Exercise tasks:
(a) According to the excerpt on the coupon collector problem, what is the time $\tau_{\rm pick}$?
(b) Carry on the excerpt on the coupon collector problem, picking up right after its final sentence.

If all of the positions $1,\ldots,N$ have been chosen by time $n$ , then $x_n = y_n$ .

The two chains might meet before all of the positions have been chosen, but they are guaranteed to meet after.

Set $\tau_{\rm pick}$ to be the time at which all positions $1,\ldots,N$ have been selected at least once. Then our observation is equivalent to saying that the meeting time $\tau_{\rho^{(0)}}$ is smaller than $\tau_{\rm pick}$ ,

$\tau_{\rho^{(0)}} \le \tau_{\rm pick}.$

Thus, to bound the mixing time, it is sufficient to compute the expected value of $\tau_{\rm pick}$ .

Collecting Coupons

Computing the expected value of $\tau_{\rm pick}$ is actually an example of a very famous problem in probability theory known as the coupon collector problem. The classic version goes like this:

A cereal company is running a promotion where each box of cereal contains a coupon, which is equally likely to be any of one of $N$ different colors. A coupon of each color can be traded in for a toy. What is the expected number of boxes we need to open in order to qualify for the toy?

The coupon collector is exactly the same as our problem, with the $N$ different colors of coupons playing the same role as the $N$ different positions in our bit strings. Going forward, let’s use the language of coupons and boxes to describe this problem, as its more colorful.

When tackling a hard question like computing $\expect[\tau_{\rm pick}]$ , it can be helpful to break into easier pieces. Let’s start with the simplest possible question: How many picks do we need to collect the first coupon? Just one. We always get a coupon in our first box.

Material:
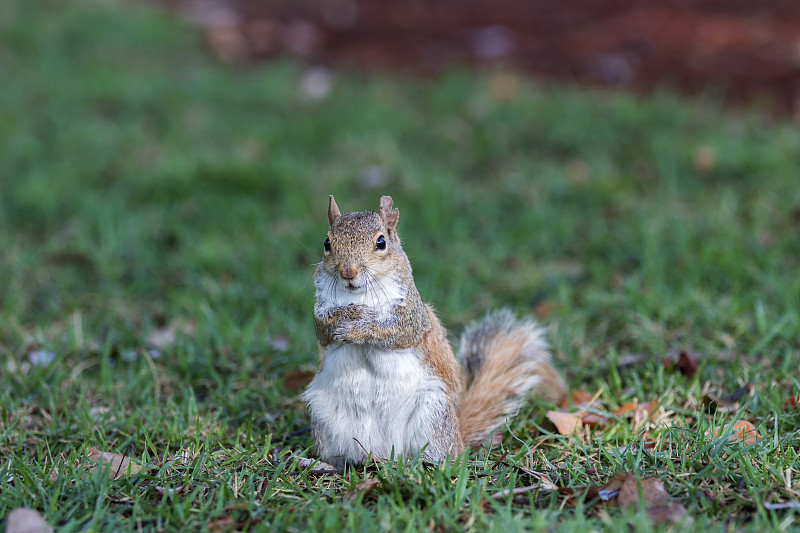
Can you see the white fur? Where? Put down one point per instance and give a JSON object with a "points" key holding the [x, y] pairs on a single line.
{"points": [[365, 399], [381, 295]]}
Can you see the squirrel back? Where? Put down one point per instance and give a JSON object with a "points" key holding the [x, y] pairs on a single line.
{"points": [[389, 382]]}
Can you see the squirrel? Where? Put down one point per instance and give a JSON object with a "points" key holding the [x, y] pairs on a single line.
{"points": [[388, 382]]}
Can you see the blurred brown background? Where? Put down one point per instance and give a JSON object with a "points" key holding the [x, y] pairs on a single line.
{"points": [[740, 49]]}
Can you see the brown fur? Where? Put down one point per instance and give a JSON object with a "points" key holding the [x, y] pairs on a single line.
{"points": [[504, 360]]}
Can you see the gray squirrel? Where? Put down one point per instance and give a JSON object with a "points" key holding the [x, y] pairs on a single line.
{"points": [[388, 379]]}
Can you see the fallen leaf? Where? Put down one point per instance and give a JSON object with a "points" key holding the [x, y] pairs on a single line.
{"points": [[593, 419], [514, 492], [566, 423], [118, 465], [578, 398], [780, 506], [23, 520], [687, 364], [792, 402], [743, 431], [362, 488], [297, 379], [165, 337], [705, 159], [747, 388], [660, 506]]}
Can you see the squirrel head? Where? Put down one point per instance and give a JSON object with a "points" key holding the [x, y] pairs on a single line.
{"points": [[363, 241]]}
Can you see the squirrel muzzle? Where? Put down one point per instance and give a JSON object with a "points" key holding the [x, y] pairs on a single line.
{"points": [[349, 272]]}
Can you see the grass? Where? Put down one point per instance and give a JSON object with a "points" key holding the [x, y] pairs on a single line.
{"points": [[148, 189]]}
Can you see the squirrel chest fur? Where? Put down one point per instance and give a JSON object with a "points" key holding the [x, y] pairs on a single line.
{"points": [[389, 382]]}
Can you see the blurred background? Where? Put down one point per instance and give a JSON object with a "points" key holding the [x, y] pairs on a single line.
{"points": [[740, 50], [624, 170]]}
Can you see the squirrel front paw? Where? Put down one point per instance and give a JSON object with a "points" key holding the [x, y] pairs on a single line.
{"points": [[355, 326]]}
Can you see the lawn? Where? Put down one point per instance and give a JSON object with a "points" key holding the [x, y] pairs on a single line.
{"points": [[161, 214]]}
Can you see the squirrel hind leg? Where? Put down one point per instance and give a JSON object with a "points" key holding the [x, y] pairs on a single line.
{"points": [[505, 360]]}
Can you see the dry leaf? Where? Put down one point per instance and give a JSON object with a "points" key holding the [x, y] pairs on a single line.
{"points": [[782, 505], [26, 521], [165, 337], [705, 159], [577, 398], [118, 465], [660, 506], [792, 402], [687, 364], [566, 423], [743, 431], [514, 492], [362, 488]]}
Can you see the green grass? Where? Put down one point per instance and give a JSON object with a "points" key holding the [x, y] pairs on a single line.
{"points": [[144, 184]]}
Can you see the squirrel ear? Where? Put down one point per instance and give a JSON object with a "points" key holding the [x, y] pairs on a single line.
{"points": [[388, 215], [333, 211]]}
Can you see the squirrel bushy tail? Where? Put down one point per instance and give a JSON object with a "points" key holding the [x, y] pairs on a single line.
{"points": [[505, 361]]}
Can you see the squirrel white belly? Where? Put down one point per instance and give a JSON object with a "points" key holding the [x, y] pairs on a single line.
{"points": [[389, 382]]}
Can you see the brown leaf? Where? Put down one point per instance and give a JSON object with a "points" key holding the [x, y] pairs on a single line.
{"points": [[594, 420], [660, 506], [23, 520], [362, 488], [577, 398], [705, 159], [297, 379], [165, 337], [743, 431], [515, 491], [118, 465], [792, 402], [687, 364], [566, 423], [715, 403]]}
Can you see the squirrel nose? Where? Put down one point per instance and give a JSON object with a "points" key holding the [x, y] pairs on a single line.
{"points": [[348, 272]]}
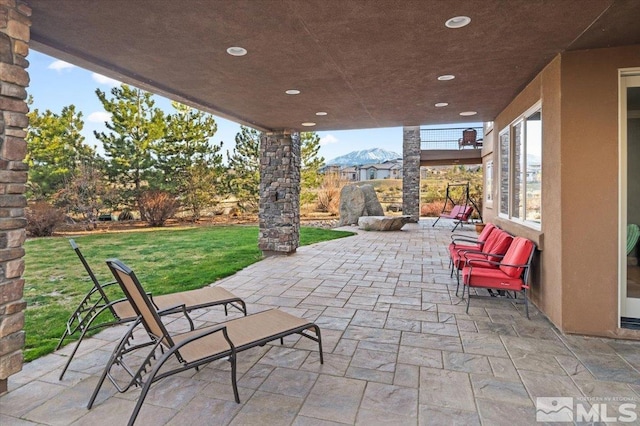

Task answers:
(a) It is the time at which all positions $1,\ldots,N$ have been selected at least once.

(b)
With that question answered, let’s ask the next-simplest question: How many picks do we need to collect the second coupon, differently colored than the first? There are $N$ colors and $N-1$ of them are different from the first. So the probability of picking a new coupon in the second box is $(N-1)/N$ . In fact,

Until we succeed at picking the second unique coupon, every box has an independent $(N-1)/N$ chance of containing such a coupon.

The number of boxes needed is therefore a geometric random variable with success probability $p = (N-1)/N$ , and its mean is $1/p = N/(N-1)$ . On average, we need $N/(N-1)$ picks to collect the second coupon.

The reasoning is the same for the third coupon. There are $N-2$ coupons we haven’t collected and $N$ total, so the probability of picking the third coupon in each box is $(N-2)/N$ . Thus, the number of picks is a geometric random variable with success probability $(N-2)/N$ with mean $N/(N-2)$ .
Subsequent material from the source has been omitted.